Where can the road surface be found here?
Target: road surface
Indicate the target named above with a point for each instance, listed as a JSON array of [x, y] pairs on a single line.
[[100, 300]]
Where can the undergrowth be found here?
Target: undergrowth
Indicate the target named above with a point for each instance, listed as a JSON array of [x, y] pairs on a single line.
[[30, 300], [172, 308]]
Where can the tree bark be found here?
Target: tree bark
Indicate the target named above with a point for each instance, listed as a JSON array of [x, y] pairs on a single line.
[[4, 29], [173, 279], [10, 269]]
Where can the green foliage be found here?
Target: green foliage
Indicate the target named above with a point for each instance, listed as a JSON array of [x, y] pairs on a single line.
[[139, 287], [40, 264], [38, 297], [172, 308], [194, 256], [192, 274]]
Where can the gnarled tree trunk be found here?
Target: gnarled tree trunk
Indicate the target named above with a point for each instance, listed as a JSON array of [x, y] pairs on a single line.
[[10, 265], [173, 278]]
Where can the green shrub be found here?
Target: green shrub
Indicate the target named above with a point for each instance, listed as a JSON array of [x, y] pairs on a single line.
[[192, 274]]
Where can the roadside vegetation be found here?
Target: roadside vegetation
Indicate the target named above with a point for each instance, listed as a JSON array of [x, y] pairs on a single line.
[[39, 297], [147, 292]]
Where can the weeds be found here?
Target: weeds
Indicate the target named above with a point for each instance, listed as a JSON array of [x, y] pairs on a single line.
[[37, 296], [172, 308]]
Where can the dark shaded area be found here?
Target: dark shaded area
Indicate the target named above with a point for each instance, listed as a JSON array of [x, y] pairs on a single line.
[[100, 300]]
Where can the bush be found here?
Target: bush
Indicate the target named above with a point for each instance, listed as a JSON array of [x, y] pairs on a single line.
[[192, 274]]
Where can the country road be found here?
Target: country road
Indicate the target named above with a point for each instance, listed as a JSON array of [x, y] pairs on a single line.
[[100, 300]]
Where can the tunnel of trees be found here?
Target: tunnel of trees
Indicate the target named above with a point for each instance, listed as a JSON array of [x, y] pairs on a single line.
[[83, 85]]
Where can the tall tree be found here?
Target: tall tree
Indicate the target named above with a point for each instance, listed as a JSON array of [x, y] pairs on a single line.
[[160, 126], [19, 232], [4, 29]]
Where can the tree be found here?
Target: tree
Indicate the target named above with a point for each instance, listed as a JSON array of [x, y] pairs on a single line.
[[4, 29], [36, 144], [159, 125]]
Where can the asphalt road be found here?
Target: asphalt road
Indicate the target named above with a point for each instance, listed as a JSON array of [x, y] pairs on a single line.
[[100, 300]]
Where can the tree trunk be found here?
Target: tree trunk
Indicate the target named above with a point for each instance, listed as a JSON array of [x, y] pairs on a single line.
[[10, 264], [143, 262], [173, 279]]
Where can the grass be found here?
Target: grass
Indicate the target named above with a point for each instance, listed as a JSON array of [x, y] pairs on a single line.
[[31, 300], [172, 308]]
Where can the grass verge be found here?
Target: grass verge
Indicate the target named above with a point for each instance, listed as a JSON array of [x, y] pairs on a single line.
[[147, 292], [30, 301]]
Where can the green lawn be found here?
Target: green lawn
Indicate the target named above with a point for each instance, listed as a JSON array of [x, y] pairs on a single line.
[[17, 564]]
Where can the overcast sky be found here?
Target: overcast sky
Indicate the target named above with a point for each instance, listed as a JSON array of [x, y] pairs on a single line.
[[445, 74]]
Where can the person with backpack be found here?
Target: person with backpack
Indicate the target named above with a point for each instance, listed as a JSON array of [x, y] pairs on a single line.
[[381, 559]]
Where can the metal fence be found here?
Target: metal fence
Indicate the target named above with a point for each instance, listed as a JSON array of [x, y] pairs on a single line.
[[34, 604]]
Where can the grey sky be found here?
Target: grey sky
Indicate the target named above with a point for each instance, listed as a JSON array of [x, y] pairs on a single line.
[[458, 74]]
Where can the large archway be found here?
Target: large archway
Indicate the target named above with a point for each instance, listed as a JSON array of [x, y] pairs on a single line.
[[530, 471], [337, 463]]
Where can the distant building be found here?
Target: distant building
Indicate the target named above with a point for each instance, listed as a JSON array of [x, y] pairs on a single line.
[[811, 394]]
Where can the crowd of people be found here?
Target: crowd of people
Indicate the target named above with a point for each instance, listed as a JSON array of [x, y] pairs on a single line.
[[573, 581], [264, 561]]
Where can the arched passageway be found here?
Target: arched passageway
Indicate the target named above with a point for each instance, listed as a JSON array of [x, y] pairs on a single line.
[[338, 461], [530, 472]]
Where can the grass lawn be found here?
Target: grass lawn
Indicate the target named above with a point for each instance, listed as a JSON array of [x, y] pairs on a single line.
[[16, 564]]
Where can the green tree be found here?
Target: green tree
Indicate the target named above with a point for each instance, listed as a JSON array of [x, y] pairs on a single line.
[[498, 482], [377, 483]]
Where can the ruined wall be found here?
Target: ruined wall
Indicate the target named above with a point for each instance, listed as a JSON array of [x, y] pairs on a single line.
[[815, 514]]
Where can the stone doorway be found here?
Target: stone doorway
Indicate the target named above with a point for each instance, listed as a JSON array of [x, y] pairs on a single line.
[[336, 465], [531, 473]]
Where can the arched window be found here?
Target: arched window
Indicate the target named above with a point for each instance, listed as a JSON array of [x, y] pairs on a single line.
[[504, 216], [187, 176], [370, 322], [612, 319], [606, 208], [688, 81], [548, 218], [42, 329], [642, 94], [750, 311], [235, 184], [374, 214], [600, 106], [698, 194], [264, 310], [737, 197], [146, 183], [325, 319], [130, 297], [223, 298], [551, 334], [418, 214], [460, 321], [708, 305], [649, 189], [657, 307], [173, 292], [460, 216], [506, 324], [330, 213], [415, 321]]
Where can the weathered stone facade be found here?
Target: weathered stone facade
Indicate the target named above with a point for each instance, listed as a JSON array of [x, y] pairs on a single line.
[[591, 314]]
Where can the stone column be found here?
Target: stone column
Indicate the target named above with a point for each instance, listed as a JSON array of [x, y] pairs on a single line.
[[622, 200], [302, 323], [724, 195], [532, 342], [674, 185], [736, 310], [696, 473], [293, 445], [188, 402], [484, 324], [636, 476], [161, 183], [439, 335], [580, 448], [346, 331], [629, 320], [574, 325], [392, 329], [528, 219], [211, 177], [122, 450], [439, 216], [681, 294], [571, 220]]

################

_WHAT YOU SHOULD DO_. Reproduce everything from the start of the listing down to and including the line that contains "[[37, 296], [172, 308]]", requests and all, and add 122 to every x and y coordinate in the answers.

_FINAL ANSWER_.
Where can the road surface be found here?
Target: road surface
Indicate the target named above with a point for each instance, listed as a JSON array of [x, y] pairs on a single line.
[[222, 422]]
Where can the undergrowth be found here?
Target: undergrowth
Indicate the target named above with a point for each instance, listed as a JSON array of [x, y] pairs on a single line.
[[152, 422], [294, 430]]
Where can the tree bark be found here?
Target: tree bark
Indicate the target named above with a point for each instance, listed as a JSON array of [x, y] pairs on a single line.
[[126, 151], [295, 401], [132, 391]]
Where can the green foliage be found here?
Target: green foliage
Indicate the target named above with a point for each instance, listed as a JSON array of [x, y] pairs on a single line.
[[261, 409], [162, 386], [160, 419], [294, 430], [316, 378], [314, 396]]
Where can the gnarled tree trunk be found here?
Target: gnarled tree trunk
Indicate the target named above with a point for each instance, listed as a JSON array of [x, y] pairs on a single line.
[[132, 387], [295, 400]]
Where can the green shrub be found here?
Target: green shrub
Indicate the target named above with a point for each instance, listed as a JSON array of [x, y] pairs on a single line.
[[314, 396]]
Where can the roadside vegetation be found here?
Target: roadside vegetation
Indicate the target named above with a point for each instance, listed as a JSON array of [x, y] pairs on a single line.
[[161, 419], [269, 414]]
Where can the weeds be found here?
Target: weeds
Indicate the target named above with a point for each instance, listed as a JSON array of [x, y] pairs on a single line.
[[159, 418], [294, 430]]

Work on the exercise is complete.